Text block:
Duke Computer Science Colloquium

Can One Model Rule Them All? Tailoring Large Language Models to Specialized Domains, Specific Populations, and Unique Individuals

April 8, -
Speaker(s): Silvio Amir

Lunch

Lunch will be served at 11:45 AM.

Abstract 

The last decade saw a dramatic shift in how NLP systems are developed and deployed: from bespoke models trained for specific tasks to a single Large Language Model (LLM) capable of solving a variety of tasks via in-context learning (ICL). However, smaller fine-tuned models often outperform ICL approaches for applications in specialized or knowledge-intensive domains (e.g., biomedicine). Moreover, one-size-fits-all models are insufficient to address the specific needs of diverse populations and individuals (e.g., LLMs are known to encode harmful social biases with implications for algorithmic fairness). While techniques such as Reinforcement Learning from Human Feedback can help in aligning models to human values and preferences, it is unclear whose values and preferences are captured by the reward models and whether they are representative of the user population. These approaches are thus brittle and fundamentally limited in that, at best, they align models to the average feedback from human annotators.

In this talk, I will discuss the problem of adapting LLMs to out-of-distribution tasks and datasets. I will first present some of our recent work on tailoring LLMs for information extraction tasks in the clinical and biomedical domains, with varying degrees of supervision. Then, I will describe ongoing efforts aimed at understanding how LLMs encode and utilize demographic information, which can inform strategies to align models to the needs of specific populations. I will conclude by outlining a vision for a world where each person can have a personalized LLM tailored to their individual needs and (dis-)abilities and discuss both key challenges and potential strategies to realize this vision.

Data extracts:
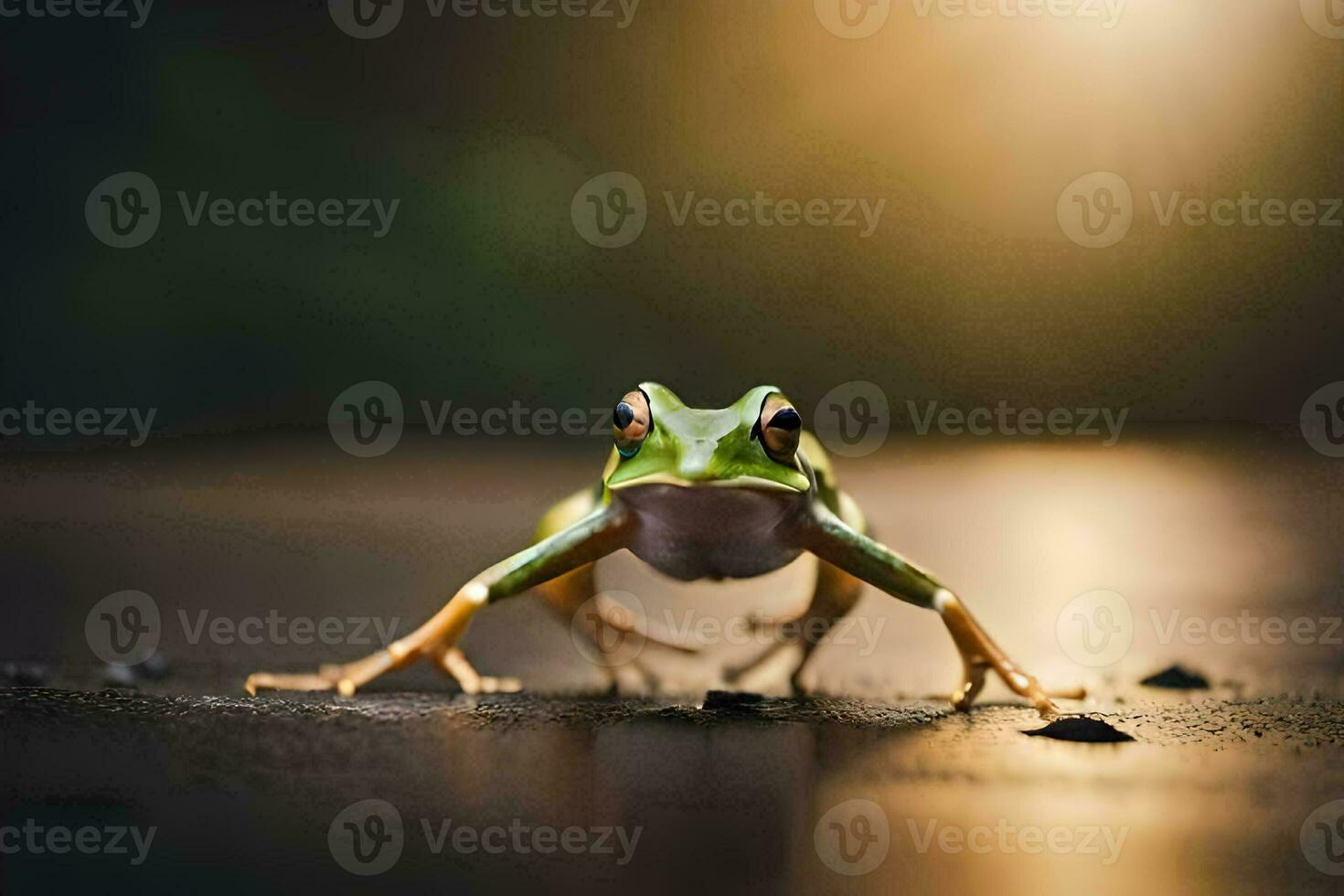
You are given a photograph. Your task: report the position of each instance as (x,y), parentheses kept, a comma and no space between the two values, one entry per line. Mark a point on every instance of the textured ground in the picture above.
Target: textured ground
(737,792)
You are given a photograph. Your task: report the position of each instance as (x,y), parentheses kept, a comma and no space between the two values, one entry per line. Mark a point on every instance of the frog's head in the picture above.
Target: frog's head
(752,443)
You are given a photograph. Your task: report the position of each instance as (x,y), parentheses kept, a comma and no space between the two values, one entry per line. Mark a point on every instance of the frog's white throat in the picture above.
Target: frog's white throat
(711,532)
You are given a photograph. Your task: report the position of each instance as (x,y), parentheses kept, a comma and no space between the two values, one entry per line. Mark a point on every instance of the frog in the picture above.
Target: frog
(695,495)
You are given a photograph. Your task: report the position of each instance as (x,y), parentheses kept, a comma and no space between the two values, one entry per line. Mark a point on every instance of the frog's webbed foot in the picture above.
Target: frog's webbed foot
(978,655)
(454,663)
(346,678)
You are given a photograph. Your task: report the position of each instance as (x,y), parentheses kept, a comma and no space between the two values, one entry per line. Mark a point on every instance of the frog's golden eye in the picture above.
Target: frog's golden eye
(632,421)
(778,429)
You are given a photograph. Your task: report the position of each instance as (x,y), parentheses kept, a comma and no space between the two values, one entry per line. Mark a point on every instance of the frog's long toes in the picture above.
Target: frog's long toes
(492,684)
(300,681)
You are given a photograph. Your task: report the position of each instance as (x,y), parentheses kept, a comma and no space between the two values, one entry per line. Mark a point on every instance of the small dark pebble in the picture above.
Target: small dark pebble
(1176,678)
(120,676)
(730,700)
(25,675)
(1081,730)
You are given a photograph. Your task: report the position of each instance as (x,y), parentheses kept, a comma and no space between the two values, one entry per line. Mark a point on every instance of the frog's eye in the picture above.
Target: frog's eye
(778,429)
(631,422)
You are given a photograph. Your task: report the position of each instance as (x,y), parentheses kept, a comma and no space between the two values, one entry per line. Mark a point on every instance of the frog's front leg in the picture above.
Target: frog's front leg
(827,536)
(588,539)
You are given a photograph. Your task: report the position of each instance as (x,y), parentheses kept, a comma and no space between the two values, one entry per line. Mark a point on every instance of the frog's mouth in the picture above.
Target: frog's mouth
(752,483)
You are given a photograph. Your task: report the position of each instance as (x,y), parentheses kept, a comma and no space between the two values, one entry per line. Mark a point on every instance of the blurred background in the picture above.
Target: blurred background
(481,291)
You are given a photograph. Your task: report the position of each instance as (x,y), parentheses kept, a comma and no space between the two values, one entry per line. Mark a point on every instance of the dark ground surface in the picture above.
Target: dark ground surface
(729,793)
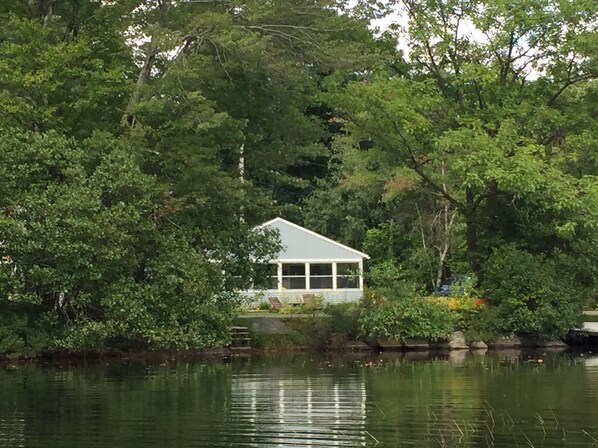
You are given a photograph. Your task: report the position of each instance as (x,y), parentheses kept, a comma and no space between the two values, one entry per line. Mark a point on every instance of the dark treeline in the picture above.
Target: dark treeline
(142,140)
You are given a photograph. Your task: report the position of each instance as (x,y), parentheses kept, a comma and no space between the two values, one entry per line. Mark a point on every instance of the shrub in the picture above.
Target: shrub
(344,319)
(530,296)
(408,318)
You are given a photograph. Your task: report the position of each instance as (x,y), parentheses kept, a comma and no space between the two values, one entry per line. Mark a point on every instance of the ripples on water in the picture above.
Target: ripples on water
(393,400)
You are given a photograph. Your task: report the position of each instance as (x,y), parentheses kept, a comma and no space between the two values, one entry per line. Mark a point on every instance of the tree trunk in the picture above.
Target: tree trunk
(471,232)
(146,70)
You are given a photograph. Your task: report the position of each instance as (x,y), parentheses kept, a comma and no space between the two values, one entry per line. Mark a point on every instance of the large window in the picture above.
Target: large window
(293,276)
(320,276)
(347,275)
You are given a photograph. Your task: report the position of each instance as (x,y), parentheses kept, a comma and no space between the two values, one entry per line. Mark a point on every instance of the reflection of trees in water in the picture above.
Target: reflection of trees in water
(289,411)
(12,431)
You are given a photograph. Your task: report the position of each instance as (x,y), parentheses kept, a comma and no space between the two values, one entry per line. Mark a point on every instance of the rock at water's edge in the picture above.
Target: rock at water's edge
(416,344)
(457,341)
(508,341)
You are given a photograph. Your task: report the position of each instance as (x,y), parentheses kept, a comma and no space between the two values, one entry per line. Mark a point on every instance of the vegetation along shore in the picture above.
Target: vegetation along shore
(141,143)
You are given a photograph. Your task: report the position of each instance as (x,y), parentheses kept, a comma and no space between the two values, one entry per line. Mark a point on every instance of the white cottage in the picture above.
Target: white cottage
(311,264)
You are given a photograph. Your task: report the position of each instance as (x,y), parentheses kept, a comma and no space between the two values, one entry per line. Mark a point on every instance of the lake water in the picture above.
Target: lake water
(394,400)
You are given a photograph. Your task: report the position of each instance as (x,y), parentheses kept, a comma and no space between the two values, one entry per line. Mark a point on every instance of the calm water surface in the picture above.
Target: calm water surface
(506,400)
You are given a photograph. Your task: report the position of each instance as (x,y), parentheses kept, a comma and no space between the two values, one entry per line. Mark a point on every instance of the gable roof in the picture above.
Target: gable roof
(300,243)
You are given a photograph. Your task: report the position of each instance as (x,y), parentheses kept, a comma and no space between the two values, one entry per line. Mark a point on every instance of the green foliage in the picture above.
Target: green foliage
(403,318)
(92,249)
(530,294)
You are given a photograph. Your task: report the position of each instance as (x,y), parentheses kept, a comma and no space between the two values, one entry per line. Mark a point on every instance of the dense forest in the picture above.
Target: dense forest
(141,141)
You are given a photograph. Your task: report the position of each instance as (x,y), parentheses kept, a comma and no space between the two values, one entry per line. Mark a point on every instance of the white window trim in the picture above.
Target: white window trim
(307,274)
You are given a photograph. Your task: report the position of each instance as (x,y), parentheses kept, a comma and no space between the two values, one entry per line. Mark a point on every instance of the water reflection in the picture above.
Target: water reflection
(12,430)
(286,411)
(503,399)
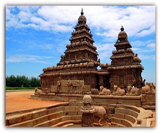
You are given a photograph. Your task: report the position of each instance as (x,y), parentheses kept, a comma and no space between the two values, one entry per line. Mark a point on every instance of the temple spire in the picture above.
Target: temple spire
(122,29)
(82,11)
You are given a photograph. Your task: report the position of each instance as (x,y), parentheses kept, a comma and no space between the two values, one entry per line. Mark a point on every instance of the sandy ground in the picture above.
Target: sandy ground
(20,100)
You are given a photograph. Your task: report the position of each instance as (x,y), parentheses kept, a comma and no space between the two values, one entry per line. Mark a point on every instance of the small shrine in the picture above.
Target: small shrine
(78,65)
(125,68)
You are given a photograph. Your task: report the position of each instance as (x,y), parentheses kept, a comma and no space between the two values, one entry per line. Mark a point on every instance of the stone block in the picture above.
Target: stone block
(130,118)
(53,88)
(40,120)
(23,124)
(14,120)
(27,117)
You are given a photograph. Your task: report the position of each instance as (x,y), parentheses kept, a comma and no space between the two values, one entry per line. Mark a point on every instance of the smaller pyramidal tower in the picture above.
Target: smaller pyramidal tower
(125,68)
(79,61)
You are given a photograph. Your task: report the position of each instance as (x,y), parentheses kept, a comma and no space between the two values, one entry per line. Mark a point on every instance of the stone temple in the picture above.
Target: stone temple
(80,62)
(112,96)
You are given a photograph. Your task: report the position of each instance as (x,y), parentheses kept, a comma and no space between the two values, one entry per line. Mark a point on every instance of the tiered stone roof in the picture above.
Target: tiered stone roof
(80,54)
(123,57)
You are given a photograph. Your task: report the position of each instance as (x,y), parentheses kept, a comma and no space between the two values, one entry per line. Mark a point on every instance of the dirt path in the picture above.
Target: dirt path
(20,100)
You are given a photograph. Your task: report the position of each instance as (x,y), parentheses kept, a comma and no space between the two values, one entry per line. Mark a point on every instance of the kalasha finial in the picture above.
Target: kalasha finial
(82,11)
(122,29)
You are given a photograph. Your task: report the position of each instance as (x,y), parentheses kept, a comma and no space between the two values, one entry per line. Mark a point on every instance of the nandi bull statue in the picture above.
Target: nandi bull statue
(37,91)
(104,91)
(132,91)
(89,112)
(118,91)
(149,88)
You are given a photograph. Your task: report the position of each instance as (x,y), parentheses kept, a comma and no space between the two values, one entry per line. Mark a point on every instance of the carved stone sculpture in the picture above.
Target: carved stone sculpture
(37,91)
(100,112)
(95,91)
(87,111)
(149,88)
(118,91)
(132,91)
(69,84)
(58,86)
(46,90)
(104,91)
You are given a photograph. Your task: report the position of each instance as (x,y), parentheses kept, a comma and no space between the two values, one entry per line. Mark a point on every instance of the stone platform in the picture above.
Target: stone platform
(145,101)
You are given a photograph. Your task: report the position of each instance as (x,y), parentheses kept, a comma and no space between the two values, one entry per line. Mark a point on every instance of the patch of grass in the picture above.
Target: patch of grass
(21,88)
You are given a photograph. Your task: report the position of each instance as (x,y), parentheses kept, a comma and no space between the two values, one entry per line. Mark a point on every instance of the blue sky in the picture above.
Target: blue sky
(36,36)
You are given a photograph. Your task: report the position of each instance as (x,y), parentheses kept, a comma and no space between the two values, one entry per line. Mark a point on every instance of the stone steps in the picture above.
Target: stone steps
(114,124)
(126,111)
(125,116)
(60,121)
(121,121)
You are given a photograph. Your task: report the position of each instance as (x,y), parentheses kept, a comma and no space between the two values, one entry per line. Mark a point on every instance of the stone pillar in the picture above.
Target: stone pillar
(87,112)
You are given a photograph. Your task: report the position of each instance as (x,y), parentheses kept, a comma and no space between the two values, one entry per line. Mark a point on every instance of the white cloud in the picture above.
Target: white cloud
(151,45)
(137,20)
(27,58)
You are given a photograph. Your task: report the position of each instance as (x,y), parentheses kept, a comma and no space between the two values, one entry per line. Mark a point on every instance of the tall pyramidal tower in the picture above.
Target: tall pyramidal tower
(125,68)
(79,61)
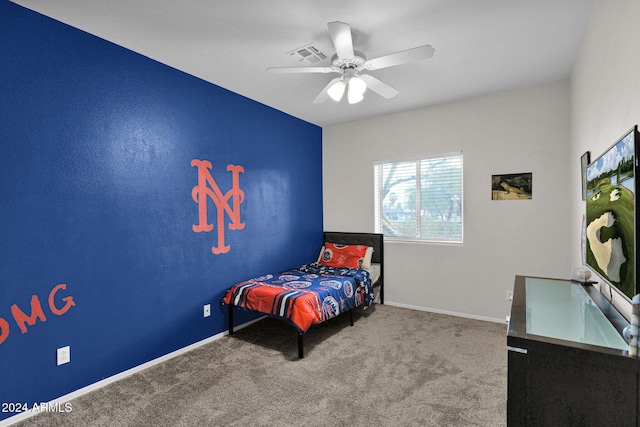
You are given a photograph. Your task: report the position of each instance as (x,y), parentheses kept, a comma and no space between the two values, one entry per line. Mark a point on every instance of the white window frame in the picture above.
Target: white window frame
(378,184)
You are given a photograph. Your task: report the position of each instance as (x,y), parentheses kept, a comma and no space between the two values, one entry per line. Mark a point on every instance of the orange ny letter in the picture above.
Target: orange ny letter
(208,188)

Directions: Resume the colloquium announcement about tailoring large language models and continue it past its final paragraph.

Answer to this problem:
Speaker Bio

Silvio Amir is an assistant professor at the Khoury College of Computer Science at Northeastern University. He completed his PhD at the University of Lisbon and was a postdoc at Johns Hopkins University before joining Northeastern. Silvio Amir works on Natural Language Processing and Machine Learning methods to analyze personal and user generated text, such as social media and clinical notes from Electronic Health Records. He is primarily interested in tasks involving subjective, personalized or user-level inferences (e.g. opinion mining and digital phenotyping). In particular, his work aims to improve the reliability, interpretability and fairness of predictive models and analytics derived from these data.

More broadly, Amir's research is part of ongoing efforts to develop Human-centered AI (i.e. to empower rather than replace humans) and AI for Social Good (i.e. to tackle meaningful social, societal and humanitarian challenges). To achieve these goals, he often collaborates with domain experts in multidisciplinary projects to address real-world problems in the social sciences, medicine and epidemiology.